[Dataset items]
## BEGIN
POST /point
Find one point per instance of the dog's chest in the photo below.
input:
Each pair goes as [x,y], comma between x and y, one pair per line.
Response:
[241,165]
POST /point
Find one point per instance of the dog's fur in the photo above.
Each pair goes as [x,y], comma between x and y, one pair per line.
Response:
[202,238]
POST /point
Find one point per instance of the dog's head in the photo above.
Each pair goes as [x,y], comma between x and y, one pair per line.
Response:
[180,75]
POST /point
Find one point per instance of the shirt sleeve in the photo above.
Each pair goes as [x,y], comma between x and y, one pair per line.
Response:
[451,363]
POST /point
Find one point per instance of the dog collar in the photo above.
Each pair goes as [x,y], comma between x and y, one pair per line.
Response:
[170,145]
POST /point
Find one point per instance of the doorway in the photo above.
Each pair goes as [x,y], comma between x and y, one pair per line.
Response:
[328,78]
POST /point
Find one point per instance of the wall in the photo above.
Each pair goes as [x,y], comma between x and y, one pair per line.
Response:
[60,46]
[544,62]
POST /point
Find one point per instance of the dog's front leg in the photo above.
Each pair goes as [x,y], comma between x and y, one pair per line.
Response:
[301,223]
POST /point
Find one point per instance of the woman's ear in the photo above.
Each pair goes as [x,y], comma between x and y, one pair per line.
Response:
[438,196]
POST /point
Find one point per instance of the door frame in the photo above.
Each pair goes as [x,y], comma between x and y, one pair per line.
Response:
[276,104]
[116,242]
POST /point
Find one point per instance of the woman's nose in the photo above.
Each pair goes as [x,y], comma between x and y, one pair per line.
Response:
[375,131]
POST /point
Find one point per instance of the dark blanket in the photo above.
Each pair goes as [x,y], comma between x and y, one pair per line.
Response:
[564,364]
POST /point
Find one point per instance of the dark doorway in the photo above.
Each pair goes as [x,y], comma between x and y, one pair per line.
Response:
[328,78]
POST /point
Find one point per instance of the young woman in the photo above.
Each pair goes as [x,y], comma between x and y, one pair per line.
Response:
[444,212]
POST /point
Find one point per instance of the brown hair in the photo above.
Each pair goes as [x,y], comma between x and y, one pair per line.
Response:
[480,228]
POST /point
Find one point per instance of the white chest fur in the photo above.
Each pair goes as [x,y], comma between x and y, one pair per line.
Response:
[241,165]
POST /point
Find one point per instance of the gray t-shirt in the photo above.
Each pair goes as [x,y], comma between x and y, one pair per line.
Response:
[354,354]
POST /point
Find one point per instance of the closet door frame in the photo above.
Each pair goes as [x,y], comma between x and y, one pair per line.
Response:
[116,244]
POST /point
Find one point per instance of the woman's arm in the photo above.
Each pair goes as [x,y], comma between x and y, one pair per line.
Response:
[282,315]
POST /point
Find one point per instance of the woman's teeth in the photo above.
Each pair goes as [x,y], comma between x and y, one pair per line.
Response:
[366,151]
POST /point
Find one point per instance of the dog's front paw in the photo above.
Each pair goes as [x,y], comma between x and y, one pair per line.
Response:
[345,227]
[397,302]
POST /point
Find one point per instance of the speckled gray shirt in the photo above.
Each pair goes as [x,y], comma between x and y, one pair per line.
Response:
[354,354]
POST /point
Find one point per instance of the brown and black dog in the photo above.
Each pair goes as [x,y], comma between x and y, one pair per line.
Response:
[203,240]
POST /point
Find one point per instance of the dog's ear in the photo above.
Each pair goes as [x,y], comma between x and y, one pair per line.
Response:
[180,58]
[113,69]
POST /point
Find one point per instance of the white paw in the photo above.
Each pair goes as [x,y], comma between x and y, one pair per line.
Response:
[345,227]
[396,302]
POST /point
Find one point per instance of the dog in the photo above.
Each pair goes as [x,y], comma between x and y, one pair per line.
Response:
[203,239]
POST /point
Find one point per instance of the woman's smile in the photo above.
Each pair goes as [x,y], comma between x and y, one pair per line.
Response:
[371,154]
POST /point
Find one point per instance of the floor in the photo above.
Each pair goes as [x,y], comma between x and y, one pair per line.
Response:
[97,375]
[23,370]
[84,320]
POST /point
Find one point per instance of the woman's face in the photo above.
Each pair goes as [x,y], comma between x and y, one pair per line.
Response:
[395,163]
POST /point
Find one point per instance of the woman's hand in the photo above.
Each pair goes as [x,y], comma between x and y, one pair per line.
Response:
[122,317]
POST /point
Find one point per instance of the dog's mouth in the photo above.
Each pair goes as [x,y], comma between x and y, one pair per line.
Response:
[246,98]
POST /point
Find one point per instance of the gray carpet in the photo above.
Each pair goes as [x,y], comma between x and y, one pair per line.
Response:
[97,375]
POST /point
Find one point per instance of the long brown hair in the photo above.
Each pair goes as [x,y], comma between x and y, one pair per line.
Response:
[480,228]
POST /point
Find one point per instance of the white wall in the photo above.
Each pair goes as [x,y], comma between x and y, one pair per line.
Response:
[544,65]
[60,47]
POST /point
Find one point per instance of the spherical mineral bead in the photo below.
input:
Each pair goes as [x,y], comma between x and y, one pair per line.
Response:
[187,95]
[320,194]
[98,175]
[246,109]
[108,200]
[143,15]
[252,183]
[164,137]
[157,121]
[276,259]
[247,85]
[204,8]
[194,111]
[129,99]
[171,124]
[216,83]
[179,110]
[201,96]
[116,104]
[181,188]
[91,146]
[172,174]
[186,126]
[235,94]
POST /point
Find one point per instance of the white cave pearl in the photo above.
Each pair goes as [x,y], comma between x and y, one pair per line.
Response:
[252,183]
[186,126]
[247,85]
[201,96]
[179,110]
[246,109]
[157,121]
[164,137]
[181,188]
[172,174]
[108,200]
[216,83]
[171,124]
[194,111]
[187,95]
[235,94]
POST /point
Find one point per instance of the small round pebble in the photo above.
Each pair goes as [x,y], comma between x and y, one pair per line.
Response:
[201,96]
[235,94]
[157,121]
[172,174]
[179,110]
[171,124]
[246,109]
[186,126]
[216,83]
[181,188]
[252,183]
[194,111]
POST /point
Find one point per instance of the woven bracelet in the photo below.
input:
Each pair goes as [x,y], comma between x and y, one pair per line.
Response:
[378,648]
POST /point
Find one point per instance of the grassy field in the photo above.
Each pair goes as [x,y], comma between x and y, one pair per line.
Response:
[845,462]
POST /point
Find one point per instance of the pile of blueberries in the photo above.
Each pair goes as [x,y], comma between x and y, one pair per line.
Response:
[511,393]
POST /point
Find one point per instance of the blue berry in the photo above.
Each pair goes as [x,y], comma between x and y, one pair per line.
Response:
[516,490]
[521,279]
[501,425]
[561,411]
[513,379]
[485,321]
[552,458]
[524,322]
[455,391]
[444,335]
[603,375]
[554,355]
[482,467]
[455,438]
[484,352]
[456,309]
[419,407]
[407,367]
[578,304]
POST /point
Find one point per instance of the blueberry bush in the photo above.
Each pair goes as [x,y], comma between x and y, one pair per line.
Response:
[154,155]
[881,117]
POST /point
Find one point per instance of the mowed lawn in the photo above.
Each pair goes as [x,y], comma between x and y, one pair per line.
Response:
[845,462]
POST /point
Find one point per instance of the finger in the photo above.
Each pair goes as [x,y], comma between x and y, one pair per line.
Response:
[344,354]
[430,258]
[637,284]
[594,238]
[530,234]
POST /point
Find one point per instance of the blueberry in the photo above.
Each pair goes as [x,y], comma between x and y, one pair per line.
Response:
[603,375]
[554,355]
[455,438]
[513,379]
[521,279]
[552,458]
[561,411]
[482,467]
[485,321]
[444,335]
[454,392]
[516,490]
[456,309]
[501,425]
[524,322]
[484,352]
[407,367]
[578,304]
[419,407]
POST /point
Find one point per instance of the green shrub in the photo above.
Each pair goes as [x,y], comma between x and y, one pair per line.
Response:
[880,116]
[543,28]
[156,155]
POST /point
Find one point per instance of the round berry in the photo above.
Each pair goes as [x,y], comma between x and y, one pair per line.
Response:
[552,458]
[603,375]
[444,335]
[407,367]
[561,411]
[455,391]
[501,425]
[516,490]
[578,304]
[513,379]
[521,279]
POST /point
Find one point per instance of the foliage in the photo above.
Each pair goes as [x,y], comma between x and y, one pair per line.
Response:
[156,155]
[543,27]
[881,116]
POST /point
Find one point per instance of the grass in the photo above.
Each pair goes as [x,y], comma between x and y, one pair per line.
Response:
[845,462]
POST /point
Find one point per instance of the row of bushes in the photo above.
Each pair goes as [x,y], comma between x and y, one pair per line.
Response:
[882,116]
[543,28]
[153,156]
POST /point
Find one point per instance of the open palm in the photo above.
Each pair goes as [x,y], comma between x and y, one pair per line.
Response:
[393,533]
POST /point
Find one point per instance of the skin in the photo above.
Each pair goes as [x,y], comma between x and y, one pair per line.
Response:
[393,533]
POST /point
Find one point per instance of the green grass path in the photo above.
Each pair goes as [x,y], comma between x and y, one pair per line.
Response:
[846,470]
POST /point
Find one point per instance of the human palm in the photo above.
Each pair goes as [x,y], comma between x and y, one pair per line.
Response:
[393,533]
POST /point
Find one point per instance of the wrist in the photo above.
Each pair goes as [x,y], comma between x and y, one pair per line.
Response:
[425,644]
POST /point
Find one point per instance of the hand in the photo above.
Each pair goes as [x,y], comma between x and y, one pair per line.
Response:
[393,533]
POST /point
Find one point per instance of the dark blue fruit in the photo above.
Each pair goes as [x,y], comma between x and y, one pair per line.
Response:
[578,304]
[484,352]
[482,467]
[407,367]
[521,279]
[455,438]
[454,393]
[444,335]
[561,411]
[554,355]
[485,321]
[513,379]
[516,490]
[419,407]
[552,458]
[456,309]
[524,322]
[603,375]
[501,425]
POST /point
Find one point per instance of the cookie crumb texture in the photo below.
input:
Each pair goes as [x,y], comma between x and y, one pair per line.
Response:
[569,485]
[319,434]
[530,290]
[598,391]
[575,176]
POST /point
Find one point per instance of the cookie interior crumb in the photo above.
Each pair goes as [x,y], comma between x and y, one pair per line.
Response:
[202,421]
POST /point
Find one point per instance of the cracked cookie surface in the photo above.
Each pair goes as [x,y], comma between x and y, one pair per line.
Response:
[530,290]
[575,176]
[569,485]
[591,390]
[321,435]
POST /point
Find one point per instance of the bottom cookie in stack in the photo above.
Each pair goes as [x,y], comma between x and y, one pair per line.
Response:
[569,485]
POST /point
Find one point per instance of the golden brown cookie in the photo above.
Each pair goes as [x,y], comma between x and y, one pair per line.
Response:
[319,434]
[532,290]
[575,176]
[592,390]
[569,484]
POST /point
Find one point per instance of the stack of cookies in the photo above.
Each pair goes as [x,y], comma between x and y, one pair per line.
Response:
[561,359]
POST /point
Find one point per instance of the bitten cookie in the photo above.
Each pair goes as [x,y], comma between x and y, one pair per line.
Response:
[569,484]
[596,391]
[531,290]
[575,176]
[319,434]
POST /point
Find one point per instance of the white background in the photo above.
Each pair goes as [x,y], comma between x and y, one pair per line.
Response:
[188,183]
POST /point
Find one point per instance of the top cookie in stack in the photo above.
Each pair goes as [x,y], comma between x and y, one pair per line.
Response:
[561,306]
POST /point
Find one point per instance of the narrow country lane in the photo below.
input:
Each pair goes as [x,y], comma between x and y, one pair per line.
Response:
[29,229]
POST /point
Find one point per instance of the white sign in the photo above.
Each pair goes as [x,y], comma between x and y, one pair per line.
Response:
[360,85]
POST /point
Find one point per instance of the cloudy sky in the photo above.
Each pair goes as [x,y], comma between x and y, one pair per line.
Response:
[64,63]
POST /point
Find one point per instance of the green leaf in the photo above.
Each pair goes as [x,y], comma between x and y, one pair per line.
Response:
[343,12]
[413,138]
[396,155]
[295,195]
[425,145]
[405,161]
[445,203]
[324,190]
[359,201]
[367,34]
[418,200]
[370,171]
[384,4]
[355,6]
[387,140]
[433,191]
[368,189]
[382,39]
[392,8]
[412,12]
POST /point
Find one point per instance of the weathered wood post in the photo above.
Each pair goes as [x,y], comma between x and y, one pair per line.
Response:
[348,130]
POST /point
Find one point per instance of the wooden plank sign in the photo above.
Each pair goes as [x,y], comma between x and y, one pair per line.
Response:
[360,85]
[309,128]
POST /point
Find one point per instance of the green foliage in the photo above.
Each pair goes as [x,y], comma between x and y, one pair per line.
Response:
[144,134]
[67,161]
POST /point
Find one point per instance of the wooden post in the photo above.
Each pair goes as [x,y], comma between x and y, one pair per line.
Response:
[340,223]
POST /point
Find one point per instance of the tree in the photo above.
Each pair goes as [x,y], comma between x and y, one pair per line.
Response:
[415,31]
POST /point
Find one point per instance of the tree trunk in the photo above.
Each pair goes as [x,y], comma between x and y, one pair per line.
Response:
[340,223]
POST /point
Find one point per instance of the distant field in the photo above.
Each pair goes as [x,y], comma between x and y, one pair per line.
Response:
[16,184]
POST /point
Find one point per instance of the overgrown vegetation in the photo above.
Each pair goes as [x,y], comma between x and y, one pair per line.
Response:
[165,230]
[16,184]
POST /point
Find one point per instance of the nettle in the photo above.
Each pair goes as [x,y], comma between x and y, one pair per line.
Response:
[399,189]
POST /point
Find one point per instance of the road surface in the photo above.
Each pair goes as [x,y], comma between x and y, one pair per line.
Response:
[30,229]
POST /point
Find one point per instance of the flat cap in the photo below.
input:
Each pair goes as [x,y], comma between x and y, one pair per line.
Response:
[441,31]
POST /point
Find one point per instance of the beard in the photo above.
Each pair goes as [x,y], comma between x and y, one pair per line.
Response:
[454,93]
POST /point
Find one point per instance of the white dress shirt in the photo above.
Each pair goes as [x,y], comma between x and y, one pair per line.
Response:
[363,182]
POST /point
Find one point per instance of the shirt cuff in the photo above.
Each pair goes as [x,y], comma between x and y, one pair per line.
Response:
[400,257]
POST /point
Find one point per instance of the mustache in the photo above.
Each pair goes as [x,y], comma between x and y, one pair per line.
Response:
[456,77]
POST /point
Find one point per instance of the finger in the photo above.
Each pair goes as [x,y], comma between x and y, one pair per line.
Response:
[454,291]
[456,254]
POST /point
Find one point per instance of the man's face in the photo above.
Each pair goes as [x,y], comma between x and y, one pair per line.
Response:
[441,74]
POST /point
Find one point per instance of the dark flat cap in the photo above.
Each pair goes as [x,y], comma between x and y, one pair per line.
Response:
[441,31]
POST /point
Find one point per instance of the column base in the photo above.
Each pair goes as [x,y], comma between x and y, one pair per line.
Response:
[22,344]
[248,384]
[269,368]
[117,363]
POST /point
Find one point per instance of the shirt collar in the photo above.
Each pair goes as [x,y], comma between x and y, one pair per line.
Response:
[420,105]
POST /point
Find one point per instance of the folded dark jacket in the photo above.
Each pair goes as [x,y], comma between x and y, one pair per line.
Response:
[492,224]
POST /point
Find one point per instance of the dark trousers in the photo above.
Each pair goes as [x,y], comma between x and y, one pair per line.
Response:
## END
> [What you have to do]: Please pick out every line in the listing above that contains the string "chest" and copy each one. Case counts.

> [Full output]:
Find one point per instance of the dog's chest in the photo below.
Find one point per instance of the white chest fur in the photo above.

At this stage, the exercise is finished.